[TASK DIRECTIONS] Among the entries below, only the lines starting at the one with "Query: man in dark shirt" and ending at the one with "column 251, row 140", both included, are to be printed exactly.

[PROVIDED MATERIAL]
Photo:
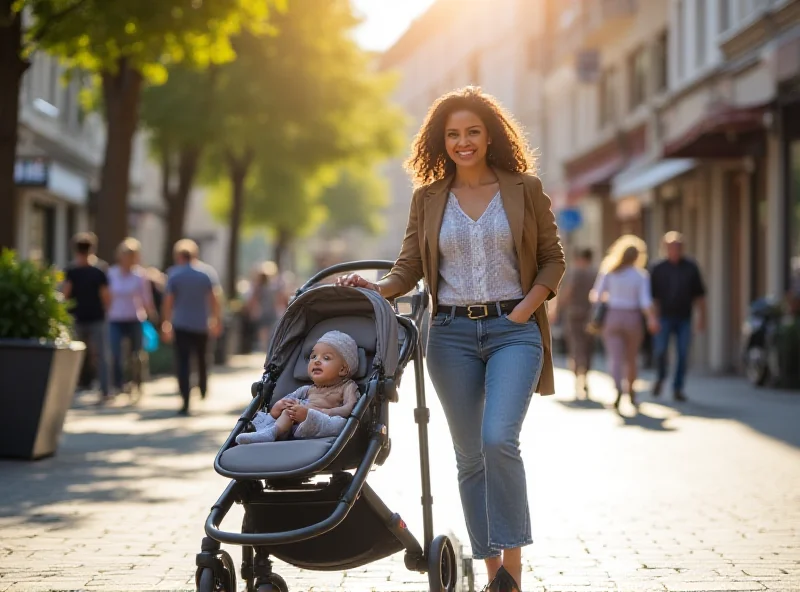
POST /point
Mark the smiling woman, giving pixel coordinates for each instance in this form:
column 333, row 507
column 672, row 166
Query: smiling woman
column 482, row 234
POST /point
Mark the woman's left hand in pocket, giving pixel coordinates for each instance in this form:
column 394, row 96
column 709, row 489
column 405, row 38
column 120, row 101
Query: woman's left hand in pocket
column 516, row 316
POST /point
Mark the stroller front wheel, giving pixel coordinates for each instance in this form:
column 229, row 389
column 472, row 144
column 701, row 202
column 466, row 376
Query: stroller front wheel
column 442, row 568
column 276, row 584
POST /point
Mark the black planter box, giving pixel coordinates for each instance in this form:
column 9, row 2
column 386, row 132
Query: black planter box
column 37, row 385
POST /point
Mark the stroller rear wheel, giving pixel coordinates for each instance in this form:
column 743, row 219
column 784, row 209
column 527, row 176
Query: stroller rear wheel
column 224, row 581
column 442, row 568
column 276, row 584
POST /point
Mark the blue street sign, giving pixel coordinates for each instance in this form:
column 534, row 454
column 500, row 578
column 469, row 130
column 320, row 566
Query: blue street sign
column 569, row 219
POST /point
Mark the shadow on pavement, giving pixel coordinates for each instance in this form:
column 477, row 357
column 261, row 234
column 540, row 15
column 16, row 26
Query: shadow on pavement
column 646, row 422
column 774, row 413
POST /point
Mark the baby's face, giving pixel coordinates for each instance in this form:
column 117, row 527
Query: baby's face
column 326, row 365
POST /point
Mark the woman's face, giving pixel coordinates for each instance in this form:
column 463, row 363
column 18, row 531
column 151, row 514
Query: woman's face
column 466, row 139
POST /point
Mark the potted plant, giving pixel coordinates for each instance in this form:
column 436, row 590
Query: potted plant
column 39, row 366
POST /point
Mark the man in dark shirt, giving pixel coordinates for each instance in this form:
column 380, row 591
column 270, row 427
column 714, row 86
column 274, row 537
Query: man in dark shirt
column 677, row 287
column 87, row 285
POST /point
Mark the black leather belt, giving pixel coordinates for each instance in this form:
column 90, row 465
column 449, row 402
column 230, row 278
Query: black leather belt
column 480, row 311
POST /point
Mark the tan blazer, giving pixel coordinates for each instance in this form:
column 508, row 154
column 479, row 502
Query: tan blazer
column 533, row 227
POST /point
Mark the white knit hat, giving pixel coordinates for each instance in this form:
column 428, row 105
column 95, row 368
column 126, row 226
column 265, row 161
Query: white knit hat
column 346, row 346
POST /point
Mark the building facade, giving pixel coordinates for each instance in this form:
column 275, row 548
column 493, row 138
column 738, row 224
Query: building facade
column 59, row 154
column 649, row 116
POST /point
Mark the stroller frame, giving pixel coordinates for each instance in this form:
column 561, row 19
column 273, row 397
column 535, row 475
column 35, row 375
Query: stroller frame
column 436, row 556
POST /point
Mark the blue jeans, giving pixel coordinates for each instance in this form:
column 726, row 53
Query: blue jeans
column 120, row 330
column 681, row 327
column 95, row 335
column 484, row 373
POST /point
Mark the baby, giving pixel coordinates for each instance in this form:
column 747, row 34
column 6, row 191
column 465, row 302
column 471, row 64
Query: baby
column 319, row 410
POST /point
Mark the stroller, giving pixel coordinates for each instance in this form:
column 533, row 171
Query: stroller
column 339, row 523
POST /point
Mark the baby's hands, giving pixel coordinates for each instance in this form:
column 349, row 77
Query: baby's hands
column 298, row 413
column 278, row 408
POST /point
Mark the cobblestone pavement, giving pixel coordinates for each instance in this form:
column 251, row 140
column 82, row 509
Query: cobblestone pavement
column 698, row 496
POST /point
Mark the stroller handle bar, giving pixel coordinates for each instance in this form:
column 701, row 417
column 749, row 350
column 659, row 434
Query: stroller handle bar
column 349, row 267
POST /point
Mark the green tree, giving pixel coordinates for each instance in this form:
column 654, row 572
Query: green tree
column 125, row 43
column 177, row 114
column 294, row 106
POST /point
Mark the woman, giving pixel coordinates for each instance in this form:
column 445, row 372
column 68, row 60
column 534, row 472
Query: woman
column 624, row 286
column 483, row 236
column 131, row 302
column 574, row 308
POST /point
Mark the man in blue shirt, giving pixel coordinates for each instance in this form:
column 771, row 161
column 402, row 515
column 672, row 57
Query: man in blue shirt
column 678, row 289
column 191, row 312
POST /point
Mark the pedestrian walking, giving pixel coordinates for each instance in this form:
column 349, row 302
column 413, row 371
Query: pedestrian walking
column 482, row 234
column 678, row 289
column 87, row 286
column 623, row 288
column 575, row 310
column 131, row 304
column 191, row 313
column 262, row 302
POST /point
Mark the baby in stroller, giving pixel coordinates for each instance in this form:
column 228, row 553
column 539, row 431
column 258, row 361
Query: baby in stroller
column 319, row 410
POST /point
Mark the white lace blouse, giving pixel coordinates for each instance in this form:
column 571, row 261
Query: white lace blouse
column 477, row 260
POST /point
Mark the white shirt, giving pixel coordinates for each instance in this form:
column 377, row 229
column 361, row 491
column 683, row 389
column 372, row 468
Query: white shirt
column 477, row 259
column 626, row 289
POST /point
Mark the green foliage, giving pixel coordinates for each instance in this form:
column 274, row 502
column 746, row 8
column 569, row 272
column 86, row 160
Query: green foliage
column 308, row 102
column 30, row 305
column 94, row 35
column 355, row 201
column 177, row 112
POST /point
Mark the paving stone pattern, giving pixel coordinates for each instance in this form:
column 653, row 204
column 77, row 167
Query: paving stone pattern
column 677, row 498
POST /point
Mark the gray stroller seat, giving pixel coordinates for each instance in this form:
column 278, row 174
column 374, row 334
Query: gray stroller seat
column 294, row 455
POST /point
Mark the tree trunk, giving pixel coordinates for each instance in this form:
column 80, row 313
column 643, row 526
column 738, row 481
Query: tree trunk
column 238, row 168
column 283, row 241
column 178, row 200
column 121, row 94
column 12, row 67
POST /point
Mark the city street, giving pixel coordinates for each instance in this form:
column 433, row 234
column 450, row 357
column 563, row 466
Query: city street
column 699, row 496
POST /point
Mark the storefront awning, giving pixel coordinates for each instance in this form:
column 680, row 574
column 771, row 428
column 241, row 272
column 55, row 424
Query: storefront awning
column 726, row 131
column 586, row 182
column 643, row 178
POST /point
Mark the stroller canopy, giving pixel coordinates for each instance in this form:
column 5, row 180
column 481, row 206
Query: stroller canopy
column 326, row 302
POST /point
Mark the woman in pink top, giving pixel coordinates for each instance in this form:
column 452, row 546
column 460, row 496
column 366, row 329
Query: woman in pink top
column 131, row 301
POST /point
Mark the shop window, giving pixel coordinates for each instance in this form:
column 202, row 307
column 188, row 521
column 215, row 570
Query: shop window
column 637, row 78
column 660, row 63
column 606, row 97
column 41, row 232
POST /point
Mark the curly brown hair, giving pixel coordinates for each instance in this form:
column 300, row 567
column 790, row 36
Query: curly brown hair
column 509, row 149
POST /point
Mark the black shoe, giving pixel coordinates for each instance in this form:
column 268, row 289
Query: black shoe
column 502, row 582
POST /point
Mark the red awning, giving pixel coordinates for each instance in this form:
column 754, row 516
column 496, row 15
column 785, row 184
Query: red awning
column 726, row 131
column 583, row 183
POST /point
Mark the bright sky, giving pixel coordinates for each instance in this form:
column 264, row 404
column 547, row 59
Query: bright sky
column 386, row 20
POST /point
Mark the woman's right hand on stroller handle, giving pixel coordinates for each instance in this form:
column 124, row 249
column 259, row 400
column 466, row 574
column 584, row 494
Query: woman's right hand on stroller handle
column 354, row 280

[RESPONSE FOR THIS EXERCISE]
Query: man in dark shirt
column 677, row 287
column 87, row 285
POST /point
Mark the black leather belt, giving pixel coordinates for each instance in this form:
column 90, row 465
column 449, row 402
column 230, row 278
Query: black leather belt
column 480, row 311
POST /point
Mark the tan blazer, giving pixel coordinates for each instance in this form:
column 508, row 154
column 479, row 502
Query: tan blazer
column 533, row 227
POST /point
Mark the white knit hat, giving pixel coordinates for each instance in this form:
column 428, row 105
column 95, row 368
column 126, row 226
column 265, row 161
Query: white knit hat
column 346, row 346
POST /point
Mark the building facade, giving pixel coordinates for each instance in this form:
column 275, row 548
column 493, row 138
column 738, row 224
Query: building facade
column 59, row 154
column 649, row 116
POST /point
Mark the stroller frame, giving pixel coordinates for each instance in this form:
column 561, row 19
column 273, row 397
column 535, row 475
column 35, row 375
Query: stroller frame
column 436, row 556
POST /point
Mark the blue jeans, giving pixel coordinates for each instance in this form:
column 726, row 53
Query: blue jeans
column 120, row 330
column 681, row 327
column 95, row 335
column 484, row 373
POST /point
Mark the baby, giving pixel coordinates for each instance in this form:
column 747, row 34
column 6, row 191
column 465, row 302
column 471, row 64
Query: baby
column 319, row 410
POST /point
Mark the stroller, giving pixel coordinates for each instance in this form:
column 533, row 171
Query: stroller
column 339, row 523
POST /point
Mark the baby's hands, giving pixel coordinates for each instance in this form:
column 349, row 77
Query: baby's hands
column 298, row 413
column 278, row 408
POST /point
Mark the cobblestone pavement, giving pixel coordinates for each instance in this form:
column 251, row 140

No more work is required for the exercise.